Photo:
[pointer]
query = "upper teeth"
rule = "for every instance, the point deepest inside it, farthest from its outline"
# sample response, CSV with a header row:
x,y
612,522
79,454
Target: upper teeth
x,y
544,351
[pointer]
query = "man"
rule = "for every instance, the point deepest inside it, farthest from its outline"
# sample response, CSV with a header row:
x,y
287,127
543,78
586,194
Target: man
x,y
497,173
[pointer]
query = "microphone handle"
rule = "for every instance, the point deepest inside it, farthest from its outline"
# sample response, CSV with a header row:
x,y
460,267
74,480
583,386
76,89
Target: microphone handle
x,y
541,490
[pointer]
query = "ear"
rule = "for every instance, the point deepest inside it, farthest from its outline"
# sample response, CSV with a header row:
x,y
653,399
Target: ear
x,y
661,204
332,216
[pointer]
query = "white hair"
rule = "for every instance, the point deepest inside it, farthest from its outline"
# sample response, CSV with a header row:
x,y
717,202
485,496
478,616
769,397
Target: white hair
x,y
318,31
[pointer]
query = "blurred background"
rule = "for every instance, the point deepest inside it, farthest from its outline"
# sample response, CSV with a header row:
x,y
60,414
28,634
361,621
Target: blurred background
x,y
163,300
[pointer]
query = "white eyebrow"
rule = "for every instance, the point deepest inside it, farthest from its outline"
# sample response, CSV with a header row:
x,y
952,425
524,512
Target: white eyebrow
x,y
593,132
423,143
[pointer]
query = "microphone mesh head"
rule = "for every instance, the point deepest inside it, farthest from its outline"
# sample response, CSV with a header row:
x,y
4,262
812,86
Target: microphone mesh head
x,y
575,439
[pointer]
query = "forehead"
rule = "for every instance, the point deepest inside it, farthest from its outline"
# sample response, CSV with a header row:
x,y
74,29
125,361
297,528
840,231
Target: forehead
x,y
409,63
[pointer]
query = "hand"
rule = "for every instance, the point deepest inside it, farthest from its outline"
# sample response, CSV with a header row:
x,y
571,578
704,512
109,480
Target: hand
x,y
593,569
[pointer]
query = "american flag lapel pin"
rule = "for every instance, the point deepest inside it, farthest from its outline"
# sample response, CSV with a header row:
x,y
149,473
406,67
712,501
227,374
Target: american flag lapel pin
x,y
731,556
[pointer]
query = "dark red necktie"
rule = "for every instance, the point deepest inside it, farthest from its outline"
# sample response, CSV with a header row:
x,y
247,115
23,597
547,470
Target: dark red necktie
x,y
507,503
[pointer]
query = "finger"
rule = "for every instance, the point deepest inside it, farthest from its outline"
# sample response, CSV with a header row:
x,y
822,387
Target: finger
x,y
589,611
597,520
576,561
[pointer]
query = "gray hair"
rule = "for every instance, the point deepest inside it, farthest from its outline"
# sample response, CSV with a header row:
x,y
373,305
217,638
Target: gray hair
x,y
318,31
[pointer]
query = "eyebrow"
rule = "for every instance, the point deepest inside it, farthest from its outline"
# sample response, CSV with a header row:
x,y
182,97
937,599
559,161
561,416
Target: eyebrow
# # # #
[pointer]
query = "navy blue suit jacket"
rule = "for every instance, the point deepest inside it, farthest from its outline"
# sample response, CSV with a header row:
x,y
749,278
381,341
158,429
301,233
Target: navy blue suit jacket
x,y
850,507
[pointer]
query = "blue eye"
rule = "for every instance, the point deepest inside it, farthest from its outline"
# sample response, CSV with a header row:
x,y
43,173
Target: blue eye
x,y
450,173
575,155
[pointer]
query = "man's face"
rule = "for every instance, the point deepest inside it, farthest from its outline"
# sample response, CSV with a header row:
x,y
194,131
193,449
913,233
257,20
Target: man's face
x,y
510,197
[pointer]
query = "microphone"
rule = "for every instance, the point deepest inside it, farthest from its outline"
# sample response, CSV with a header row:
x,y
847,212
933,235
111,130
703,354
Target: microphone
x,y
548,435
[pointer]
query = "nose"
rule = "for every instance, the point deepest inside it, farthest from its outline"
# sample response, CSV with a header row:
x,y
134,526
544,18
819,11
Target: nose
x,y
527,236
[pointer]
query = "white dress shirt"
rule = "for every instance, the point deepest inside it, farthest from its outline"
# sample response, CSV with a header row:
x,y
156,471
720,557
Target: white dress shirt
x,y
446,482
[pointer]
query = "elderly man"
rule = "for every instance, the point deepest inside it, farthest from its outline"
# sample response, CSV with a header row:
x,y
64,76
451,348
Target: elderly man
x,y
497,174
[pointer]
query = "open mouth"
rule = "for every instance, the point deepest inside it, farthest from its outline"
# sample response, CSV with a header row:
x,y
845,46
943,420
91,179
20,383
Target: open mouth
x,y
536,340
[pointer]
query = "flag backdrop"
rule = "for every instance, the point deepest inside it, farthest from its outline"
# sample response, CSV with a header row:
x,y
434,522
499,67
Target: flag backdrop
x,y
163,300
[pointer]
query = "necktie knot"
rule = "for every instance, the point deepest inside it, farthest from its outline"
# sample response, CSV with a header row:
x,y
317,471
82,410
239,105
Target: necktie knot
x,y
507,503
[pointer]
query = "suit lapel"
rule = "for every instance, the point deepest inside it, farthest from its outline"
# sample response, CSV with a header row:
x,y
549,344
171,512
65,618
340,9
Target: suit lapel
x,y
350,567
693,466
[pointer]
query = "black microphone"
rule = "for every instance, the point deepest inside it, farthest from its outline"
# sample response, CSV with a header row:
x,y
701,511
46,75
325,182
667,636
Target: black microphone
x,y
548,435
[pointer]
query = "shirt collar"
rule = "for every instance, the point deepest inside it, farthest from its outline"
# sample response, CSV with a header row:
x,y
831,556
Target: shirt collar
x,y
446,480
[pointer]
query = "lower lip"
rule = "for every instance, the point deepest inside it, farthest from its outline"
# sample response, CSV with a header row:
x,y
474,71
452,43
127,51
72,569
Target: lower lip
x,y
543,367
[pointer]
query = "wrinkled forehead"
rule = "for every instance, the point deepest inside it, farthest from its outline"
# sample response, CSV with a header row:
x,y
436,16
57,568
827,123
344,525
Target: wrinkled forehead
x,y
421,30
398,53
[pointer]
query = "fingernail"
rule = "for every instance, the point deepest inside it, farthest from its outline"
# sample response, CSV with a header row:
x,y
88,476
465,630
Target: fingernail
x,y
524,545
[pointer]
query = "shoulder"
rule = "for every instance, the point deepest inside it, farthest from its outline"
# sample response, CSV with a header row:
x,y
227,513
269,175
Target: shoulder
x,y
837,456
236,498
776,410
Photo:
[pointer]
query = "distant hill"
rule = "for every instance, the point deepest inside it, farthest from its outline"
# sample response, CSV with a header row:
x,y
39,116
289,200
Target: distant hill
# # # #
Can you find every line in the data above that contains the string "fingernail" and copy each of those lines in full?

Answer to the exercise
query = "fingernail"
Target: fingernail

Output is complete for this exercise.